TASK OBJECTIVE: Output the listing word for word, minus images.

SUPPLIED RECORDS:

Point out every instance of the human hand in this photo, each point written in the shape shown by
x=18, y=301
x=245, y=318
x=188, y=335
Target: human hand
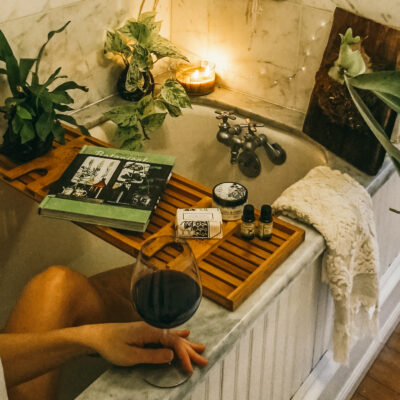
x=123, y=344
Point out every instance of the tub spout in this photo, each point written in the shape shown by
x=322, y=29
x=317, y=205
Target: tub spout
x=274, y=151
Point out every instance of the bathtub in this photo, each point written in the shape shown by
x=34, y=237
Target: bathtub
x=276, y=344
x=200, y=157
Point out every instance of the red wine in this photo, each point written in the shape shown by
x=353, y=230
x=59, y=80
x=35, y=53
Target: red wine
x=166, y=298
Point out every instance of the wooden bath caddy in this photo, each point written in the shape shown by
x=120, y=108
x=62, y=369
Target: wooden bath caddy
x=231, y=268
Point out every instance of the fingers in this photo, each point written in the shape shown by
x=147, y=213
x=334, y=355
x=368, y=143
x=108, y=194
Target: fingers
x=183, y=333
x=153, y=356
x=189, y=352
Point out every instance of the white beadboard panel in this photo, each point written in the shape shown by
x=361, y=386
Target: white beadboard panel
x=214, y=383
x=295, y=339
x=199, y=392
x=281, y=337
x=387, y=222
x=328, y=324
x=257, y=341
x=228, y=372
x=305, y=329
x=243, y=367
x=322, y=309
x=269, y=350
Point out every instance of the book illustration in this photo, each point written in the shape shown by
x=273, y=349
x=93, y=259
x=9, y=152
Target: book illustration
x=112, y=187
x=90, y=179
x=133, y=174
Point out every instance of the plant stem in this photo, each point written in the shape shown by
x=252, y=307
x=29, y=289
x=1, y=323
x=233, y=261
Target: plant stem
x=141, y=7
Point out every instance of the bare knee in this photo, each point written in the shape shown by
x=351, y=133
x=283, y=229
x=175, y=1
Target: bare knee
x=66, y=295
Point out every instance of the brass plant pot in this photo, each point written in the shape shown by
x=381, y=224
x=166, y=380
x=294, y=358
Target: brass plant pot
x=137, y=94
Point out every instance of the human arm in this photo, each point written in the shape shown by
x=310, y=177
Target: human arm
x=28, y=355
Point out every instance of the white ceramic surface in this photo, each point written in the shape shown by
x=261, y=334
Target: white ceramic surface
x=199, y=156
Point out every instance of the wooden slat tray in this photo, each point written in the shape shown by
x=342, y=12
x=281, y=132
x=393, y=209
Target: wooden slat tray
x=231, y=268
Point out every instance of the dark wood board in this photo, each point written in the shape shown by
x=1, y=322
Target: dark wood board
x=357, y=146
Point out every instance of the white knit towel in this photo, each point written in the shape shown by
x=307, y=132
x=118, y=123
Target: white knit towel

EXERCISE RESPONSE:
Point out every instance of the human hand in this photo, each point written in the shape shown by
x=18, y=301
x=245, y=318
x=188, y=335
Target: human hand
x=123, y=344
Point out every instance of the tub spout in this photo, each point written in the shape shown by
x=322, y=29
x=317, y=205
Target: tub spout
x=274, y=151
Point out every instance of the bathtub in this photo, each point written in the shape shown by
x=34, y=237
Target: bathtub
x=276, y=344
x=200, y=157
Point out every instance of the red wine in this photo, each point written in the shape shown by
x=353, y=230
x=59, y=80
x=35, y=53
Target: red wine
x=166, y=298
Point out every instance of the wooden bath caddy in this photo, each point written in the shape shown by
x=120, y=108
x=62, y=369
Target: wooden bath caddy
x=231, y=268
Point out every instance of the fingers in this photo, each point written in the shape shown by
x=147, y=213
x=334, y=355
x=368, y=143
x=108, y=194
Target: fingers
x=183, y=333
x=153, y=356
x=189, y=352
Point out every instance of the white beadboard panel in this photo, each point written in the shape shown by
x=361, y=386
Target: white beadboard panel
x=214, y=383
x=295, y=339
x=199, y=392
x=281, y=337
x=387, y=222
x=328, y=324
x=257, y=341
x=228, y=372
x=305, y=329
x=243, y=367
x=322, y=309
x=269, y=350
Point out every instance of the book illustration in this photo, each point written in the shape shown by
x=273, y=349
x=93, y=259
x=9, y=152
Target: book illustration
x=112, y=187
x=90, y=179
x=133, y=174
Point out every instance of the plant stem in this photo, each point written in the shape shown by
x=252, y=307
x=29, y=289
x=1, y=323
x=233, y=261
Target: plant stem
x=141, y=7
Point out every instance of the bare knee in this photo, each point written in the shape shown by
x=351, y=133
x=283, y=229
x=175, y=1
Target: bare knee
x=66, y=295
Point out every instance of the brass plant pot in this photo, each point written in the shape shown by
x=381, y=224
x=166, y=380
x=294, y=358
Target: brass plant pot
x=137, y=94
Point out every instance of the human arm in this photo, each point written in the shape shown by
x=310, y=177
Target: human arm
x=28, y=355
Point out every instance of the white ceramic surface in this photo, each point written in the shape shown by
x=261, y=334
Target: white ceramic surface
x=199, y=156
Point out every instance of the wooden slat tray in this photo, each point written in the shape shown by
x=342, y=12
x=281, y=132
x=393, y=209
Target: wooden slat tray
x=231, y=268
Point out every instance of the dark wood board in this photo, each point written in the shape shown by
x=1, y=322
Target: dark wood board
x=357, y=146
Point out every instance of the white knit towel in this photo, each point written in the shape shown by
x=307, y=132
x=118, y=123
Target: white knit towel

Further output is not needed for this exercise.